## Article

————

Sur ton passage ruisselle l’abondance :
14 Les herbages se parent de troupeaux
et les plaines se couvrent de blé.
Tout exulte et chante !


Ces versets sonnent comme une heureuse et tranquille contemplation de la nature. En réalité, nous sommes exactement dans l’ambiance de la première lecture de ce dimanche : c’était Isaïe qui comparait l’efficacité de la Parole de Dieu à la merveille de la pluie arrosant une terre assoiffée. Et la Parole dont il était question, c’était l’annonce du retour des exilés. (Je veux parler ici de l’Exil à Babylone au 6ème siècle av.J.C.). Pour nous en rendre compte, il faut remettre ces versets dans leur contexte. Je vous lis donc ce psaume en entier, les versets retenus par la liturgie n’étant que les derniers du psaume 64 (65).

2 Il est beau de te louer,
Dieu, dans Sion,
de tenir ses promesses envers toi,
3 qui écoutes la prière.

Jusqu’à toi vient toute chair
4 avec son poids de péché ;
nos fautes ont dominé sur nous ;
toi, tu les pardonnes.

5 Heureux ton invité, ton élu :
il habite ta demeure !
Les biens de ta maison nous rassasient,
les dons sacrés de ton temple !

6 Ta justice nous répond par des prodiges,
Dieu notre sauveur,
espoir des horizons de la terre
et des rives lointaines.

7 Sa force enracine les montagnes,
il s’entoure de puissance ;
8 il apaise le vacarme des mers,
le vacarme de leurs flots
et la rumeur des peuples.

9 Les habitants des bouts du monde sont pris d’effroi
à la vue de tes signes ;
aux portes du Levant et du Couchant,
tu fais jaillir des cris de joie.

10 Tu visites la terre et tu l’abreuves,
tu la combles de richesses :
les ruisseaux de Dieu regorgent d’eau :
tu prépares les moissons.

Ainsi tu prépares la terre
11 tu arroses les sillons
tu aplanis le sol, tu le détrempes sous les pluies,
tu bénis les semailles.

————

## Données fournies
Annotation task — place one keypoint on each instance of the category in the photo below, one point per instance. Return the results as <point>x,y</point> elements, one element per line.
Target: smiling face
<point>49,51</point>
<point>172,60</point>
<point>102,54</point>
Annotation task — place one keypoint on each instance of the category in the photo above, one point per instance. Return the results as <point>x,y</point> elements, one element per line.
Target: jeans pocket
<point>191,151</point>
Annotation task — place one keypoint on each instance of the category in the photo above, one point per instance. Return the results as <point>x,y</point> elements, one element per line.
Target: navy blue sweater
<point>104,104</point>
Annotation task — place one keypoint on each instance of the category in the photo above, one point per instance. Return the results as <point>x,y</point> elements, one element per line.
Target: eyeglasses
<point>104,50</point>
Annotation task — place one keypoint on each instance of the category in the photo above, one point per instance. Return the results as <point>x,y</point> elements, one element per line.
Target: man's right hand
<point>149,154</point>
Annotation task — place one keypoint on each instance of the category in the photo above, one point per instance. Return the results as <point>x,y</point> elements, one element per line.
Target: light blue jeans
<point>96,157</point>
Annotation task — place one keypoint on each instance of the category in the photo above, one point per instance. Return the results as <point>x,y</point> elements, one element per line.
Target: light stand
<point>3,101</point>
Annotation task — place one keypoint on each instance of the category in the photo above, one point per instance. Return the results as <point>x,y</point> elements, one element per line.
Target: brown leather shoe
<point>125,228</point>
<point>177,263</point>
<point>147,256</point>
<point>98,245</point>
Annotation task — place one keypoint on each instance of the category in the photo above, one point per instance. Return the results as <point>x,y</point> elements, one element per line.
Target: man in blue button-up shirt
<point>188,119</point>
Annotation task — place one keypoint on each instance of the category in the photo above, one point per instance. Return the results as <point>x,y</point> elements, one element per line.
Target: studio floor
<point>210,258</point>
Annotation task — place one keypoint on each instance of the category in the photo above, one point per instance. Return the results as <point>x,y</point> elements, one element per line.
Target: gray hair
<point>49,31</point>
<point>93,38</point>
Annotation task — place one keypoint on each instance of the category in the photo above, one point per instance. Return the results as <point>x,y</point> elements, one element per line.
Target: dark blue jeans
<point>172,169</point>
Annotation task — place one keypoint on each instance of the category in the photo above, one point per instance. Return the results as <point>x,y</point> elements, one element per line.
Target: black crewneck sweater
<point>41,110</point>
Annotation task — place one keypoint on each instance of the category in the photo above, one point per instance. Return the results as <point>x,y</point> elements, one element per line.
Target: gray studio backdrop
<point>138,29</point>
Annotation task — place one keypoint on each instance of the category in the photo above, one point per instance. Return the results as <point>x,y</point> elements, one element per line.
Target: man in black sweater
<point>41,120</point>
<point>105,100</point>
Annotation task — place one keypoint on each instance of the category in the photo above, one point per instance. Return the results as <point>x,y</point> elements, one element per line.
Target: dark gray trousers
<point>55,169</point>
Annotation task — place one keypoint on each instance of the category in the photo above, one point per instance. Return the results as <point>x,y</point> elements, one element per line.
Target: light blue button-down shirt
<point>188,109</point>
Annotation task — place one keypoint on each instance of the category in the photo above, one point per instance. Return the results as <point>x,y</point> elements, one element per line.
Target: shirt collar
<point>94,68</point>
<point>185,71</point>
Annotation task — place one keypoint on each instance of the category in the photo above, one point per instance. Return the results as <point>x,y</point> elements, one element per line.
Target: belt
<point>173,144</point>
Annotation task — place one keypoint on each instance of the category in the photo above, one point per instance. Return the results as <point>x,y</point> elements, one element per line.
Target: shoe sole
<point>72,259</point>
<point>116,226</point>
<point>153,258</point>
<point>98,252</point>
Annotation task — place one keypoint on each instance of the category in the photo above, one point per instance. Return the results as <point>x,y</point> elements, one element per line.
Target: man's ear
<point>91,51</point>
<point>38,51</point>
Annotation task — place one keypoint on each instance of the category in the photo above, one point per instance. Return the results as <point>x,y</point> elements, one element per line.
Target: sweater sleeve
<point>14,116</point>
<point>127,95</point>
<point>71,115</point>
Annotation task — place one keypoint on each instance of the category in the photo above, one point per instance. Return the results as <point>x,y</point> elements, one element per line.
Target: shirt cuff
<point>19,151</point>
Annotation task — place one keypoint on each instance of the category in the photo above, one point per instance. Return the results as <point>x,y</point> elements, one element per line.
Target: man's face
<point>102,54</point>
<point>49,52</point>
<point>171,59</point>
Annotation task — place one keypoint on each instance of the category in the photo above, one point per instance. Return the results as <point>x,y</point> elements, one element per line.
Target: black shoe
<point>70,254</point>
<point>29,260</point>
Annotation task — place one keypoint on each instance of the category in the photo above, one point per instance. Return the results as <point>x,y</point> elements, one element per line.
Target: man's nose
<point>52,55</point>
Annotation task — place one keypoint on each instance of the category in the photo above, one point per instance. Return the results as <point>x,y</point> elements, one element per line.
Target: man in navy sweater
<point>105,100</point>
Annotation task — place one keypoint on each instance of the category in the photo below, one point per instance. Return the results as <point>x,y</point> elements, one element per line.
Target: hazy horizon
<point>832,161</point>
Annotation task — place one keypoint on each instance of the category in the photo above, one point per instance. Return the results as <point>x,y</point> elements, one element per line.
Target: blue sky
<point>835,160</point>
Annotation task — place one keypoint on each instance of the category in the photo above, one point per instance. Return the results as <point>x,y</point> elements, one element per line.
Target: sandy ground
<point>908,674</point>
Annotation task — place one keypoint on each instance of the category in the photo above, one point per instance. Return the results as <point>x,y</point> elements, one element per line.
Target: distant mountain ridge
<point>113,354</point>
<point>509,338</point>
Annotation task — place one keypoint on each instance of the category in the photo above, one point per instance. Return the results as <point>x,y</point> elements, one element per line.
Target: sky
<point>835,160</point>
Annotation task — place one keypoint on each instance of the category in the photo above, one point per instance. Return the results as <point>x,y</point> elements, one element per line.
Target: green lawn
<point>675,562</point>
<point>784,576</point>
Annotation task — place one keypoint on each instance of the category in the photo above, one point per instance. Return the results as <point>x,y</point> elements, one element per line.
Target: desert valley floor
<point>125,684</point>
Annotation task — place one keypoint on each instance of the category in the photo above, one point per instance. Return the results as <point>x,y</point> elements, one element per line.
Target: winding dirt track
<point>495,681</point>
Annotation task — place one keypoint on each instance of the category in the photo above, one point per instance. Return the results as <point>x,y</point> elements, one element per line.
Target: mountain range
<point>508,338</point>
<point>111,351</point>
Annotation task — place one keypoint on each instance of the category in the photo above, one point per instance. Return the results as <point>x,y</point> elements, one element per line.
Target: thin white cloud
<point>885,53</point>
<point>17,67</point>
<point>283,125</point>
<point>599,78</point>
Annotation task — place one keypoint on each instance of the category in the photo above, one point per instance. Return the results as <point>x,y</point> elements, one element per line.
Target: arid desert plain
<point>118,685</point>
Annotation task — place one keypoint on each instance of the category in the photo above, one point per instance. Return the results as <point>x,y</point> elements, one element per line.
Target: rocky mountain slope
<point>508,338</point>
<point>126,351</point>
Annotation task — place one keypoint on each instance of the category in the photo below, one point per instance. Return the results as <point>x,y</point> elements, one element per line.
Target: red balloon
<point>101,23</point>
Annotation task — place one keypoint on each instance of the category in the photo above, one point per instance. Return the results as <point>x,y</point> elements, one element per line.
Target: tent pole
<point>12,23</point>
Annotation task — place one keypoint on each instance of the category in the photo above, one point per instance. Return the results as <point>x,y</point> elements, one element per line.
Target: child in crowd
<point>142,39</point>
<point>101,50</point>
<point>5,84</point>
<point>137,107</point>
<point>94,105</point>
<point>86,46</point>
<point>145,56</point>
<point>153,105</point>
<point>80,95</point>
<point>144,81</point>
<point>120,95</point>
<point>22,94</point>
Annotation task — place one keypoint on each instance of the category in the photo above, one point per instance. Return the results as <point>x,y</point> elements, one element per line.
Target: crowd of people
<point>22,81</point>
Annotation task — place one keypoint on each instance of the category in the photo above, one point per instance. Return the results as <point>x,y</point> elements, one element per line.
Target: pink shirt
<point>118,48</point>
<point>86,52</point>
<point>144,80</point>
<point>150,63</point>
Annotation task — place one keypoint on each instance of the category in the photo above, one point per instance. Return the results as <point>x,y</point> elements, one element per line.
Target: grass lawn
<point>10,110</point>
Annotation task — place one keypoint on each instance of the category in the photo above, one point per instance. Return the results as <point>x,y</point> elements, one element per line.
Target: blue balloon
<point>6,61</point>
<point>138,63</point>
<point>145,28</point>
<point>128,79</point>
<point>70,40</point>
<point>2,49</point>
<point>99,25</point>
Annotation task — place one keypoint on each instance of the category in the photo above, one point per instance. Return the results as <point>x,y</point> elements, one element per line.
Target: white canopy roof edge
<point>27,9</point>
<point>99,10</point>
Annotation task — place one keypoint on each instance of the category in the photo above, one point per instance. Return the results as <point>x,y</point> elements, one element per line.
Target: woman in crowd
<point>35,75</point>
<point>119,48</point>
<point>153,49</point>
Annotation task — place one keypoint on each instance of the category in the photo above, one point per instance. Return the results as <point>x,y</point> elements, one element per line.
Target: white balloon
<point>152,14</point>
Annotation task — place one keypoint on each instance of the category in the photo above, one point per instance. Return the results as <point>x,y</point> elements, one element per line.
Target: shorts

————

## Consigne
Résumez l'article en deux phrases.

## Résultat de l'exercice
Les derniers versets du psaume 64 (65), qui semblent une heureuse et tranquille contemplation de la nature, rejoignent en réalité la première lecture de ce dimanche, où Isaïe comparait l'efficacité de la Parole de Dieu à la pluie arrosant une terre assoiffée, cette Parole annonçant le retour des exilés de Babylone. Pour replacer ces versets dans leur contexte, le psaume est lu en entier : il loue Dieu dans Sion, qui pardonne les fautes, répond par des prodiges, apaise le vacarme des mers et la rumeur des peuples, et visite la terre qu'il abreuve pour préparer les moissons.